Pull out every line in the records below that contains the word "each".

**MATERIAL SHOWN:**
----

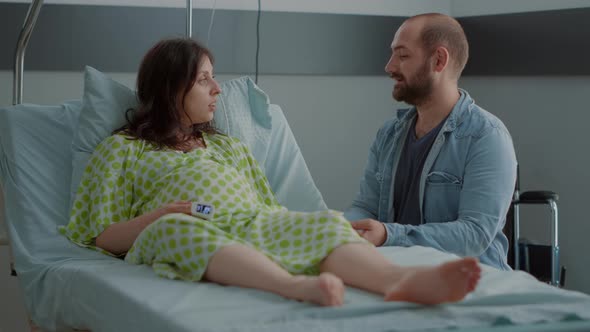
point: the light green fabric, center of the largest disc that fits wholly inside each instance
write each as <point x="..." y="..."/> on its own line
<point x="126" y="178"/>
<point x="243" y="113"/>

----

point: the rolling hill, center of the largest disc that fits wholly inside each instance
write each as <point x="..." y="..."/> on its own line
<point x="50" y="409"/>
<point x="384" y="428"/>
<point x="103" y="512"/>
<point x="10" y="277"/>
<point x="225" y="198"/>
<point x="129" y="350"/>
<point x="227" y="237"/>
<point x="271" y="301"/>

----

**RESULT OF THIS TASK:**
point: the light green fabric, center of the largest disc that fits wholly inside each instance
write each as <point x="..." y="..."/> on its own line
point: the rolling hill, center of the largest disc that fits wholly inside each instance
write each as <point x="..." y="..."/> on its own line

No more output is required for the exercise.